#### ACTIVITIES
[a] Write out the passage on the RP method word for word, starting at "Boundary is a" and ending at "is too high.".
[b] Carry on the passage on the RP method from its last sentence.

───── QUOTED PASSAGE ─────

The RP method obtains mean values from the independent scores at the same radius position (point average) or within a small radius interval (interval average). Essentially, it works in a manner like constructing ring tallies from cuboid tallies. The signal‐to‐noise ratio of a ring tally is obviously higher than that of any single cuboid tally. Therefore, applying the RP method to a cuboid tally offers three additional benefits. First, the cuboid tally is much more flexible than a ring tally because it can score any kind of dose distribution regardless of whether it is symmetrical or nonsymmetrical. Second, the RP method dose not re‐bin dose data during the MC simulation as the proposed cylindrical‐like approach (see 2.A, Geant4 MC Simulation Code). Instead, the re‐binning is performed during the process of data postprocessing, which adds no extra burden to the MC simulation. Third, the Geant4 example Hadrontherapy comes with a validated implementation of a cuboid tally. It does not require any additional code development because the RP method takes the output directly from cuboid tallies.

Boundary is a parameter to define the dividing point between high‐dose region and low‐dose region, as well as the width of radius interval. The boundary is expected to shift left and the width of radius width to be increased when the value of threshold is increased. The optimal value for the threshold depends on the shape of lateral profile and total number of primary particles (primary protons in this study). It is a trial‐and‐error process to determine the optimal value of the threshold for a given lateral profile. In this study, the typical threshold value varies between 0.1% and 1.0%. With increasing value of threshold, the lateral profile becomes smoother in the low‐dose region. However, it results in less data points and might potentially introduce distortion if the threshold is too high.

───── RECORDS SHOWN ─────

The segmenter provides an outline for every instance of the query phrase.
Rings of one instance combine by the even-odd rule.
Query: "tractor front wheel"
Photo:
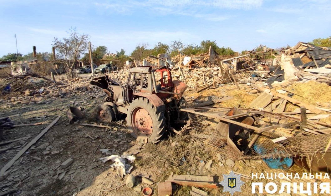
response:
[[[157,108],[146,98],[133,100],[128,109],[126,122],[131,134],[135,138],[141,134],[147,136],[148,141],[160,142],[166,130],[164,112]]]
[[[99,105],[94,109],[95,117],[102,122],[109,123],[115,120],[115,113],[110,106]]]

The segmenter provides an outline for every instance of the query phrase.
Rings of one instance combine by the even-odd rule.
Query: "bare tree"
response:
[[[75,66],[86,52],[90,37],[88,35],[80,34],[75,28],[72,27],[68,33],[69,36],[67,38],[61,40],[54,38],[53,46],[57,52],[57,60],[63,64],[68,77],[73,78],[76,77]]]

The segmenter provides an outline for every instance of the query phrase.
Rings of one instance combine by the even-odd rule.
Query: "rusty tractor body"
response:
[[[106,74],[91,82],[103,88],[108,95],[106,102],[95,110],[99,121],[110,122],[118,120],[119,114],[125,114],[132,136],[142,136],[155,143],[166,130],[173,130],[187,119],[187,114],[179,110],[185,107],[182,96],[187,85],[173,81],[170,70],[166,67],[131,68],[125,85],[111,78]]]

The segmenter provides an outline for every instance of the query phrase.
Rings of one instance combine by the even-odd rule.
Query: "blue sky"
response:
[[[138,43],[215,40],[241,51],[331,35],[329,0],[0,0],[0,56],[50,52],[71,27],[93,45],[129,54]]]

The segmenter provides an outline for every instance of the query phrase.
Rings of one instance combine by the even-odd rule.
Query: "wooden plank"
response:
[[[304,74],[304,75],[309,75],[309,76],[314,76],[319,78],[323,78],[323,79],[325,79],[325,80],[330,80],[331,79],[331,78],[330,78],[330,77],[326,77],[325,76],[320,76],[319,75],[315,74],[312,74],[311,73],[305,72],[304,72],[299,71],[298,72],[300,73],[300,74],[301,74],[302,75],[302,74]]]
[[[318,119],[323,119],[327,118],[330,115],[330,114],[318,114],[313,116],[309,117],[307,119],[308,120],[317,120]]]
[[[27,150],[30,147],[31,147],[31,146],[33,145],[39,139],[40,139],[45,133],[47,132],[47,131],[49,129],[51,128],[56,123],[56,122],[58,121],[59,119],[60,118],[61,116],[58,116],[55,119],[52,123],[49,124],[47,127],[45,128],[38,135],[36,136],[36,137],[34,138],[33,140],[31,141],[28,144],[27,144],[23,148],[22,150],[21,150],[19,152],[18,152],[15,156],[13,158],[12,160],[11,160],[9,162],[7,163],[1,169],[1,171],[0,171],[0,176],[3,175],[5,173],[5,172],[7,171],[8,169],[9,169],[13,164],[14,163],[15,161],[18,159],[21,156],[22,156],[22,155],[25,152],[25,151]]]
[[[233,79],[233,81],[234,81],[235,83],[236,84],[236,85],[237,86],[237,87],[238,88],[239,90],[240,90],[240,88],[239,87],[239,85],[238,85],[238,83],[237,82],[237,80],[236,80],[236,78],[233,76],[233,73],[232,72],[232,71],[231,70],[229,71],[229,72],[230,72],[230,74],[231,74],[231,76],[232,76],[232,78]]]
[[[302,129],[303,128],[307,128],[307,114],[306,113],[307,110],[304,106],[301,106],[300,110],[300,127]]]
[[[256,109],[264,108],[271,103],[272,99],[272,95],[265,91],[253,100],[249,107]]]
[[[31,124],[15,124],[13,126],[13,127],[25,127],[26,126],[32,126],[35,125],[39,125],[45,124],[44,122],[37,122],[37,123],[32,123]]]
[[[80,124],[81,125],[84,125],[86,126],[92,126],[93,127],[104,127],[105,128],[113,128],[114,127],[110,127],[108,126],[105,126],[104,125],[100,125],[98,124],[84,124],[83,123],[79,123],[78,124]]]
[[[234,118],[237,118],[240,117],[242,117],[243,116],[249,116],[249,113],[248,112],[245,112],[244,113],[242,113],[241,114],[238,114],[232,115],[232,116],[226,116],[224,117],[225,118],[227,119],[233,119]]]
[[[227,97],[223,97],[223,98],[217,100],[217,103],[219,103],[221,102],[227,101],[228,100],[230,100],[230,99],[232,99],[234,97],[233,96],[228,96]]]
[[[239,126],[242,126],[243,127],[244,127],[245,128],[247,128],[248,129],[253,129],[253,130],[255,130],[256,131],[260,131],[260,129],[258,127],[256,127],[248,125],[245,124],[244,124],[243,123],[241,123],[240,122],[237,122],[236,121],[235,121],[234,120],[230,120],[229,119],[227,119],[225,118],[219,116],[217,116],[217,115],[208,114],[208,113],[202,113],[201,112],[195,112],[193,110],[187,110],[185,109],[181,109],[180,110],[181,111],[183,111],[183,112],[189,112],[192,114],[197,114],[199,115],[202,115],[203,116],[207,116],[208,117],[210,117],[211,118],[216,118],[216,119],[218,119],[222,121],[226,122],[230,122],[232,124],[235,124],[239,125]]]
[[[265,127],[264,128],[262,128],[262,129],[261,129],[261,131],[263,132],[263,131],[267,131],[268,130],[270,130],[270,129],[276,129],[276,128],[279,128],[280,127],[287,127],[288,126],[290,126],[291,125],[295,125],[296,124],[300,124],[300,122],[289,122],[288,123],[284,123],[284,124],[277,124],[277,125],[270,126],[270,127]]]
[[[305,69],[304,70],[305,72],[318,73],[319,74],[330,74],[331,73],[331,70],[328,69],[322,69],[321,68],[315,69]]]
[[[172,194],[172,187],[170,182],[158,183],[158,195],[160,196],[171,195]]]
[[[282,102],[279,105],[279,106],[278,107],[278,108],[277,108],[277,110],[276,110],[276,112],[277,113],[281,113],[283,112],[284,110],[285,110],[285,107],[286,105],[286,103],[287,102],[287,100],[285,99],[283,99],[282,100]],[[278,123],[279,122],[280,119],[278,118],[271,118],[271,120],[274,122]]]
[[[174,183],[178,184],[182,186],[187,185],[188,186],[192,186],[196,187],[200,187],[201,188],[217,188],[217,186],[216,185],[216,184],[212,184],[206,182],[195,182],[194,181],[185,181],[176,180],[166,180],[166,181],[171,182]]]
[[[202,89],[200,89],[200,90],[198,90],[198,91],[197,91],[197,92],[201,92],[201,91],[203,91],[205,90],[206,90],[206,89],[207,89],[208,88],[210,88],[211,87],[212,87],[212,86],[213,86],[213,84],[211,84],[210,85],[208,85],[208,86],[206,86],[205,88],[202,88]]]
[[[194,105],[193,107],[194,108],[199,108],[200,107],[202,107],[203,106],[209,106],[212,104],[213,104],[215,103],[214,102],[212,101],[205,101],[201,103],[198,104]]]
[[[30,137],[31,137],[31,136],[28,136],[27,137],[24,137],[24,138],[20,138],[15,139],[15,140],[8,140],[8,141],[5,141],[4,142],[0,142],[0,146],[4,145],[5,144],[9,144],[10,143],[11,143],[12,142],[16,142],[17,141],[19,141],[20,140],[22,140],[27,139],[28,138],[29,138]]]
[[[283,141],[285,140],[287,140],[287,138],[286,138],[285,136],[283,136],[282,137],[280,137],[280,138],[275,138],[274,139],[273,139],[271,140],[272,141],[272,142],[274,143],[276,143],[276,142],[279,142],[281,141]]]
[[[293,104],[296,104],[300,106],[304,106],[307,109],[308,109],[309,110],[310,110],[311,112],[314,113],[319,114],[321,112],[321,110],[318,110],[315,107],[304,103],[297,100],[296,99],[293,99],[292,97],[290,97],[286,95],[283,95],[275,92],[272,92],[271,93],[272,93],[272,94],[274,95],[277,96],[279,97],[280,97],[281,98],[285,99],[287,101],[292,103]]]

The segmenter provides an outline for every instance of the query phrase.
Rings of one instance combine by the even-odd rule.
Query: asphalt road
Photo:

─────

#### EXPECTED OUTPUTS
[a]
Boundary is a parameter to define the dividing point between high‐dose region and low‐dose region, as well as the width of radius interval. The boundary is expected to shift left and the width of radius width to be increased when the value of threshold is increased. The optimal value for the threshold depends on the shape of lateral profile and total number of primary particles (primary protons in this study). It is a trial‐and‐error process to determine the optimal value of the threshold for a given lateral profile. In this study, the typical threshold value varies between 0.1% and 1.0%. With increasing value of threshold, the lateral profile becomes smoother in the low‐dose region. However, it results in less data points and might potentially introduce distortion if the threshold is too high.

[b]
There is a limitation to the application of the RP method. The RP method assumes the dose distribution is axially symmetrical, and error would be introduced when the distribution were not exactly axially symmetrical. The proton pencil beam is usually highly unsymmetrical at the entrance of the spot scanning nozzle. Because of the interaction of the proton particles with nuclei or electrons present in the nozzle's components and air, it becomes more symmetrical gradually down the beam path. In our facility, the cross section of the proton pencil beam has an elliptical shape at the isocenter. The corresponding ratio of the major axis over the minor axis varies from 1.05 to 1.15 with an average of 1.09. However the elliptical shape dies away gradually once proton beam enters to water. We ran a preliminary MC simulation to quantify the decrease in the elliptical shape in water tank. The result shows the difference of major axis to minor axis is approximately reduced to its half whenever proton beam goes through 10 cm water. During the acceptance and commissioning, we have not observed lateral‐profile asymmetry in water tang measurement. Also because the commercial TPS (Eclipse 13.6, Varian Medical Systems, Palo Alto, CA, USA) used in our facility cannot model how the spot ellipticity changes with gantry rotation, we have to treat the pencil beams with axially symmetry, whether or not the range shifter was inserted. The potential error introduced by assumption of this axial symmetry has been also evaluated during commissioning and patient‐specific quality assurance. No noticeable discrepancy has been found thus far.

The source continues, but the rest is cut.